**TASKS AND EXERCISES**
- a) Answer these questions from the article on how Iran became the West's chief enemy:
(i) In what year did the US sponsor a coup against Prime Minister Mohammad Mosaddegh?
(ii) Which Iranian general was assassinated in 2020?
(iii) In what year was the Obama-era Iran nuclear deal signed?
- b) Reproduce every line of the listing, requests included, lowering each recorded point coordinate by 98. The requests and their format samples stay unchanged, and the pictures are left out.

**DOCUMENT SEGMENT**
How Iran became Western enemy number one

15 October 2024
Chloe Rafferty

Israel’s US-sponsored genocide in Palestine has now brought the Middle East to the brink of regional catastrophe. But if you open up a newspaper in the West, you’ll read that the only nuclear-armed power in the Middle East is the victim of aggression from its neighbours, including one it has just invaded for the fourth time. And while Israel is doing nothing but “defending itself”, its regional rival Iran is being painted as enemy number one.

The irony is that Iran was once a vital US ally in the Middle East. The post-WW2 period was a golden age of US influence in Iran, during which control over the spigot of Iranian oil was transferred from the British to the US empire.

In 1953, the US sponsored a coup against progressive nationalist Prime Minister Mohammad Mosaddegh to prevent the nationalisation of Iranian oilfields. In the following decade, Iran became increasingly authoritarian. The anti-communist and pro-Western king, or shah, was a welcome friend to the US in an era when pan-Arab nationalism was threatening US interests in the Arab states.

In 1979, a revolution swept aside the hated shah. The revolution, which had opened up the possibility of liberation for workers, women and oppressed minorities, was ultimately hijacked by the clerics, who implemented a new authoritarian state, the Islamic Republic. Unlike the previous autocracy, this regime did not ally with US imperialism, instead presenting itself as intractably hostile to US influence in the Middle East.

Iran’s anti-Western posture has given a measure of popularity to an otherwise despised regime. And no wonder, given the US has long been the greatest purveyor of violence and instability in the Middle East.

As a rival capitalist power, Iran has benefited from anti-US feeling and from the US’s strategic failures in the region, particularly during the “War on Terror”. Iran’s major rival, the Iraqi dictator Saddam Hussein, was removed from power by the US in 2003, and Iran was able to take advantage of the power vacuum created when the US proved unable to establish a pro-Western government.

Iran’s regional influence was also boosted by the defeat of Israel in Lebanon by Hezbollah, an independent militia strategically allied to Iran, following Israel’s invasion in 2006. In the wake of the Arab Spring revolutions of 2011, Iran also carried out military interventions to prop up Syrian dictator Bashar al-Assad with the support of Hezbollah, and sponsored the Houthis in Yemen against local forces and a Saudi-led coalition of Gulf states.

Renewed Iranian influence has presented a strategic dilemma for US imperialism. In the last 15 years, there has been debate in the US ruling class about whether confrontation or containment is the best approach. The Obama-era Iran nuclear deal signed in 2015 represented a pragmatic response to the failure of US occupations in the Middle East. The deal sought to balance overwhelming US military superiority and deterrence with a partial loosening of sanctions on Iran in exchange for a commitment to end Iran’s nuclear weapons program. The motivation for the deal was hardly peacenik: Obama was attempting to tie up loose ends in the Middle East the better to carry out a “pivot to Asia” and prepare for war with China.

In the intervening years, Trump tore up the nuclear deal and carried out the assassination of Iranian General Qasem Soleimani in 2020. Aside from plying their ally Israel with weapons and levelling ever greater sanctions on Iran’s economy, the US has not had a coherent strategy for confronting or containing Iran.

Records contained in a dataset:

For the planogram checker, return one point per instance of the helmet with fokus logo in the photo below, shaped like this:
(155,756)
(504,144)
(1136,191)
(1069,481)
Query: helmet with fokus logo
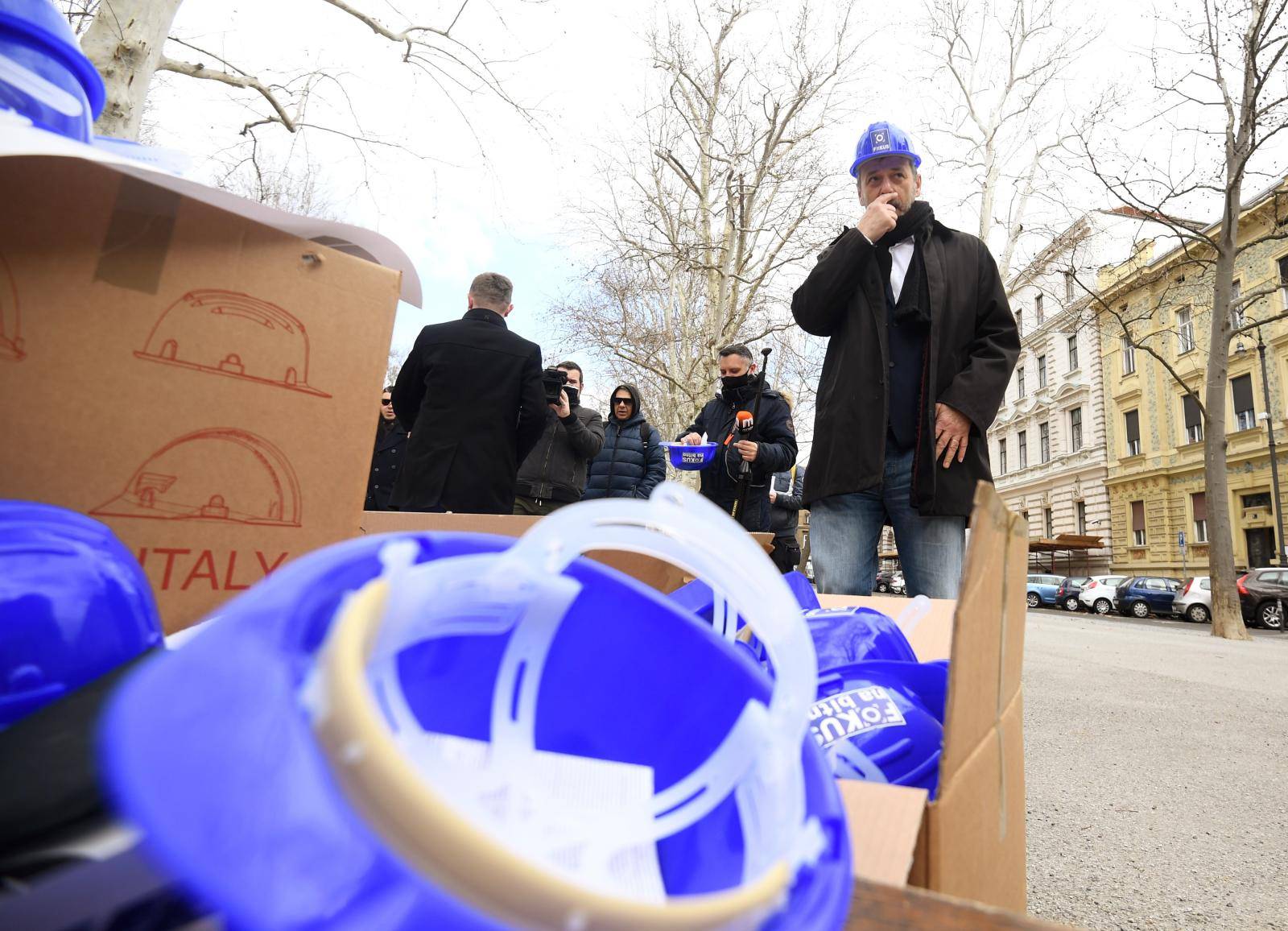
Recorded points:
(74,605)
(881,139)
(440,730)
(882,721)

**ANSWERS FOR THE EXERCISE**
- a)
(i) 1953
(ii) Qasem Soleimani
(iii) 2015

- b)
For the planogram checker, return one point per instance of the helmet with fokus logo in the photo below, shaped like this:
(155,756)
(504,144)
(1136,191)
(1069,481)
Query: helmet with fokus logo
Recorded points:
(-24,507)
(783,41)
(342,632)
(784,623)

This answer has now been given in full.